# The problem:
Reproduce each of the following items word for word, omitting the pictures from your response.

[Coordinate annotation entries]
** start **

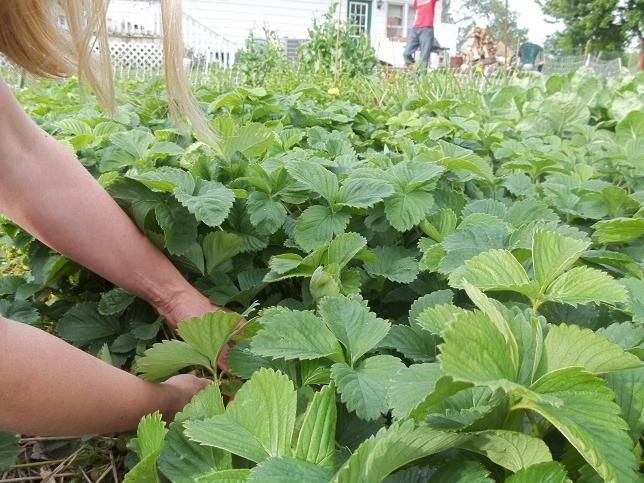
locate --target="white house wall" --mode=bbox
[183,0,331,46]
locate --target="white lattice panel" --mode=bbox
[110,40,163,69]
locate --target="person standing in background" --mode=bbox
[404,0,438,69]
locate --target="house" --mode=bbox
[108,0,458,67]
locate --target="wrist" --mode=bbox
[154,284,220,329]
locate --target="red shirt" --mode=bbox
[413,0,436,28]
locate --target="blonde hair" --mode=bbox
[0,0,215,141]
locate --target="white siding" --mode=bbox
[183,0,332,46]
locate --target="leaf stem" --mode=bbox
[418,220,443,243]
[525,411,541,438]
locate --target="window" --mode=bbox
[387,4,405,40]
[387,3,416,42]
[348,1,371,35]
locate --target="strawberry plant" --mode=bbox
[0,72,644,483]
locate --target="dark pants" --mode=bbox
[404,27,434,67]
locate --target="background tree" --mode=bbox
[450,0,528,50]
[538,0,644,52]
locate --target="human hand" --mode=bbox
[160,374,212,422]
[158,287,246,372]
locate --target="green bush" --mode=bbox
[235,27,286,85]
[297,3,378,75]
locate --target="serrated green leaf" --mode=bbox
[123,412,168,483]
[332,421,466,483]
[0,299,40,324]
[175,180,235,228]
[460,430,552,473]
[293,205,351,252]
[385,189,434,231]
[426,387,507,431]
[538,324,641,376]
[246,191,287,235]
[438,312,518,384]
[286,159,340,203]
[505,199,559,226]
[295,386,337,471]
[251,307,343,361]
[128,166,195,195]
[545,267,627,305]
[364,246,420,283]
[203,230,243,274]
[309,267,340,301]
[437,155,494,181]
[213,121,275,161]
[331,355,404,420]
[195,469,250,483]
[177,310,241,369]
[532,230,589,292]
[449,250,531,293]
[428,457,494,483]
[378,324,436,362]
[319,297,389,366]
[409,289,454,327]
[336,178,394,208]
[185,369,297,463]
[439,224,508,274]
[159,383,231,483]
[57,302,120,346]
[136,339,212,381]
[606,367,644,442]
[505,461,571,483]
[226,341,277,379]
[515,367,638,483]
[110,129,154,161]
[154,202,199,255]
[416,304,467,335]
[593,218,644,245]
[248,458,333,483]
[159,426,229,483]
[409,376,472,423]
[387,364,443,419]
[326,233,367,269]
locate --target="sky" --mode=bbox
[509,0,563,45]
[453,0,563,45]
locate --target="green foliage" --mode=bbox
[235,27,286,86]
[297,2,378,76]
[5,69,644,483]
[540,0,643,52]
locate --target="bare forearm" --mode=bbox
[0,318,175,436]
[0,85,214,326]
[0,133,187,314]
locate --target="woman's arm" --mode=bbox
[0,80,218,328]
[0,317,210,436]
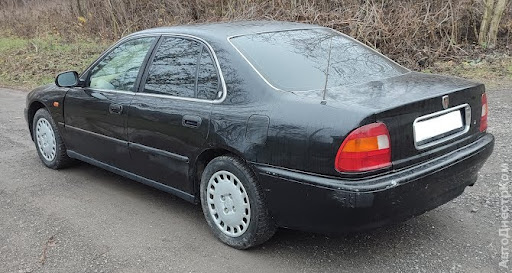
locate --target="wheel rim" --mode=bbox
[207,171,251,237]
[36,118,57,161]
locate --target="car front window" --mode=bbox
[90,37,155,91]
[230,28,408,91]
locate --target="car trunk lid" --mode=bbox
[296,72,484,169]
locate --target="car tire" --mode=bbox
[32,108,74,169]
[200,156,276,249]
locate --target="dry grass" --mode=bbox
[0,0,512,69]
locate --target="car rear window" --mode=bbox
[230,28,408,91]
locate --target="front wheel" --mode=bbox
[32,108,73,169]
[200,156,276,249]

** end **

# Response below:
locate --target="white house wall" --mode=bbox
[183,0,331,46]
locate --target="white lattice panel" --mode=bbox
[110,40,163,69]
locate --target="person standing in background" --mode=bbox
[404,0,438,69]
locate --target="house" --mode=bbox
[108,0,458,67]
locate --target="wrist" --mode=bbox
[154,284,220,329]
locate --target="red shirt" --mode=bbox
[413,0,436,28]
locate --target="blonde hair" --mode=bbox
[0,0,215,141]
locate --target="white siding" --mode=bbox
[183,0,332,46]
locate --target="leaf stem" --mode=bbox
[418,220,443,243]
[525,411,541,438]
locate --target="window" --mode=bbox
[387,4,405,40]
[387,3,416,42]
[348,1,371,35]
locate --target="strawberry plant" --mode=bbox
[0,72,644,483]
locate --target="dark pants" --mode=bbox
[404,27,434,67]
locate --target="background tree" --mode=bbox
[450,0,528,50]
[538,0,644,52]
locate --target="human hand" --mode=bbox
[160,374,212,422]
[158,287,246,372]
locate --target="green bush" --mode=bbox
[235,27,286,85]
[297,3,378,75]
locate --target="serrated green leaf" --mode=bbox
[123,412,168,483]
[332,421,466,483]
[0,299,40,324]
[175,180,235,228]
[460,430,552,473]
[293,205,351,252]
[385,189,434,231]
[426,387,507,431]
[538,324,641,376]
[246,191,287,235]
[438,312,518,384]
[286,159,340,203]
[505,199,559,226]
[295,386,337,471]
[251,307,343,361]
[128,166,195,195]
[545,267,627,305]
[364,246,420,283]
[203,230,243,274]
[309,267,340,301]
[437,155,494,181]
[213,121,275,161]
[331,355,404,420]
[195,469,250,483]
[177,310,241,369]
[532,230,589,292]
[449,250,531,293]
[428,457,494,483]
[378,324,436,362]
[319,297,389,366]
[409,289,454,327]
[336,178,394,208]
[185,369,297,463]
[439,224,508,274]
[159,383,231,483]
[57,302,120,346]
[136,339,212,381]
[606,367,644,442]
[505,461,571,483]
[226,341,277,379]
[515,367,638,483]
[110,129,154,161]
[154,202,199,255]
[416,304,467,335]
[593,218,644,245]
[248,458,333,483]
[159,426,229,483]
[409,376,472,423]
[387,364,443,419]
[326,233,367,269]
locate --target="sky" --mode=bbox
[509,0,563,45]
[453,0,563,45]
locate --target="green foliage" --mode=bbox
[235,27,286,86]
[297,2,378,76]
[5,69,644,483]
[540,0,643,52]
locate --target="bare forearm" --mode=bbox
[0,318,175,436]
[0,85,214,326]
[0,133,187,314]
locate --target="woman's arm" --mode=bbox
[0,80,218,328]
[0,317,210,436]
locate --target="wheel rim" --mode=bbox
[207,171,251,237]
[36,118,57,161]
locate --target="car front window" --mode=bbox
[90,37,155,91]
[230,28,408,91]
locate --target="car trunk lid" --mode=bbox
[296,72,484,169]
locate --target="car tire" --mode=bbox
[32,108,74,169]
[200,156,276,249]
locate --target="dry grass" --mode=bbox
[0,0,512,69]
locate --target="car rear window" --mode=bbox
[230,28,408,91]
locate --target="front wheel" --mode=bbox
[32,108,73,169]
[200,156,276,249]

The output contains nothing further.